Seçilen metin
Kendisi sorun olan, başkasının sorununu çözmekten uzaktır.

Topluma öncülük eden, sesini duyuran, yol gösteren, idareyi eleştiren gazeteciler bir yanlış içinde olduğu takdirde, o toplumun kaybedeceklerinin haddi hesabı olamaz.

Önceki yazıda bahsettiğim gibi, bu yazıda Urfa’daki gazeteci cemiyetlerinden bahsedeceğim.

“Onlar kötü, biz iyiyiz” mantığıyla Urfa’da kurulan ikinci gazeteci cemiyeti, benim de kurucuları arasında yer aldığım “Şanlıurfa Gazeteciler Birliği” idi.

Harran Üniversitesi’ndeki görevinin yanısıra gazetecilik mesleğine de devam eden büyüğümüz Sayın Kemal Kapaklı’nın kurucusu ve başkanı olduğu GAP Gazeteciler Cemiyeti, 2000’li yılların başlarında meslektaşlarımızdan büyük bir kesimin eleştirdiği bir kuruluş haline gelmişti. Etkinlik yapılmıyor, mesleki faaliyetler takip edilmiyor, mesleğe yönelik neredeyse hiçbir hareket yoktu. Cemiyetin en iyi yaptığı şey, içmeyi seven arkadaşlarımıza misafirleriyle birlikte içebileceği bir lokal işletmekten öteye gidememişti. GAP Gazeteciler Cemiyeti’ne eleştirimiz buydu. Kongre süreci gelip, Veysel Polat adaylığını koyup bir konuşma yaptıktan sonra cemiyetle iplerimiz koptu. Veysel Polat, cemiyeti eleştirdiği için disiplin kurulu kararıyla cemiyetten ihraç edildi. Bu ihraç, Şanlıurfa Gazeteciler Birliği’nin kurulma sürecini hızlandırdı.

Mesleki faaliyetten uzak GAP Gazeteciler Cemiyeti’nin bu tutumu karşısında, kentteki çok sayıda gazeteci Şanlıurfa Gazeteciler Birliği etrafında kenetlendi. Şanlıurfa Gazeteciler Birliği, önceki cemiyetin o zamana kadar hiç yapmadığını yapmış, ilçelerde görev yapan gazetecilere de ulaşmayı başarmıştı.

Sağlanan veriler

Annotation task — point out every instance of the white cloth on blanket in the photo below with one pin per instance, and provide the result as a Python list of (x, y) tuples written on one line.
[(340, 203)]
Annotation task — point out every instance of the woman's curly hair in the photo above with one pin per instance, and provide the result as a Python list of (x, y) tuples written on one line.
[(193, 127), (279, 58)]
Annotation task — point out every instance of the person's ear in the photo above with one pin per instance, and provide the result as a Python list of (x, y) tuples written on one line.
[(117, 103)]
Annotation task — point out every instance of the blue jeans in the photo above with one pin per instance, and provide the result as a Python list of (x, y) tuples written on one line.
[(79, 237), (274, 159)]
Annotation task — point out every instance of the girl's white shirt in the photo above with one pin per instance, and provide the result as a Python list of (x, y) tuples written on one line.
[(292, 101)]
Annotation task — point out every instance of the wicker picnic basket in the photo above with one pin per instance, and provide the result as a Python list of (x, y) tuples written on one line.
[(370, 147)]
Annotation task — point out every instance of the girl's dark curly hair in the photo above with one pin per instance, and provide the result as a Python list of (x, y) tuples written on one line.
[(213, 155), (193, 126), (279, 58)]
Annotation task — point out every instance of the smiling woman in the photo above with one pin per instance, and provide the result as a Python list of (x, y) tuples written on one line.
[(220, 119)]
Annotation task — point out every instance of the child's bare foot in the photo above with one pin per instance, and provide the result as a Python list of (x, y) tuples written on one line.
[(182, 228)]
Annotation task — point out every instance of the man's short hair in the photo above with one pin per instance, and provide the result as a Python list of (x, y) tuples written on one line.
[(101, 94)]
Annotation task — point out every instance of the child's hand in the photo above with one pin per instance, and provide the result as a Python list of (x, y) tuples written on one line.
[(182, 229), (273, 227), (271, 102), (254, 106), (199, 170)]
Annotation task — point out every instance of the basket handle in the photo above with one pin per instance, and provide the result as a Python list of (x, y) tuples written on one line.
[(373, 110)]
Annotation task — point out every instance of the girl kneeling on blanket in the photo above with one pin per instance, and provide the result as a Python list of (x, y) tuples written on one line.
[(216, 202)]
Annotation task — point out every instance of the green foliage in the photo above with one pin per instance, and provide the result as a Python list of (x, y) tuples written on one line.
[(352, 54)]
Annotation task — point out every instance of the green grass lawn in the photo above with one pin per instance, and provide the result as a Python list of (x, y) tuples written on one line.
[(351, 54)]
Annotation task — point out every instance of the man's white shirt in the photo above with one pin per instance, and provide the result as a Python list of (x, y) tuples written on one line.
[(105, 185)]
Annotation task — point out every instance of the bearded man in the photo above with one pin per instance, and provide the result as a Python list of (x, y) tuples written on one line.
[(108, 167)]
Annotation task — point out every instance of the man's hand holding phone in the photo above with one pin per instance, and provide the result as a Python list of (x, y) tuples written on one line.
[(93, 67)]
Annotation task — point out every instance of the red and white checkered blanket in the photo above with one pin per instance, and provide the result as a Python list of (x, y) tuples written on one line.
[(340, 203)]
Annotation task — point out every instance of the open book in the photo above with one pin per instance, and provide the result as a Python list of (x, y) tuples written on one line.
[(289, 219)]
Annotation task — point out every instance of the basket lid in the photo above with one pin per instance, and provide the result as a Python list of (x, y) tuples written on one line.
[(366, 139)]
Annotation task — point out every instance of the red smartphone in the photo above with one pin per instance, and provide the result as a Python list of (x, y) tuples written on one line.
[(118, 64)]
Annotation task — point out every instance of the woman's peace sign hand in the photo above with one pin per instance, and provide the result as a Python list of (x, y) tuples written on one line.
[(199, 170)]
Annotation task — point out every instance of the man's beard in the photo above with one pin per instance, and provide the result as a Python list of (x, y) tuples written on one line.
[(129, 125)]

Verilen görev A
Seçilen metinde “Topluma öncülük eden, sesini” sözlerinden “haddi hesabı olamaz.” sözlerine kadar olan kısmı kelimesi kelimesine aktarın.
Verilen görev B
Lütfen seçilen metne göre aşağıdaki soruları yanıtlayın:
(i) Yazarın kurucuları arasında yer aldığı gazeteci cemiyetinin adı nedir?
(ii) GAP Gazeteciler Cemiyeti'nin kurucusu ve başkanı kimdir?
(iii) Veysel Polat hangi kurulun kararıyla cemiyetten ihraç edildi?

Doğru cevap A
Topluma öncülük eden, sesini duyuran, yol gösteren, idareyi eleştiren gazeteciler bir yanlış içinde olduğu takdirde, o toplumun kaybedeceklerinin haddi hesabı olamaz.

Doğru cevap B
(i) Şanlıurfa Gazeteciler Birliği
(ii) Kemal Kapaklı
(iii) Disiplin kurulu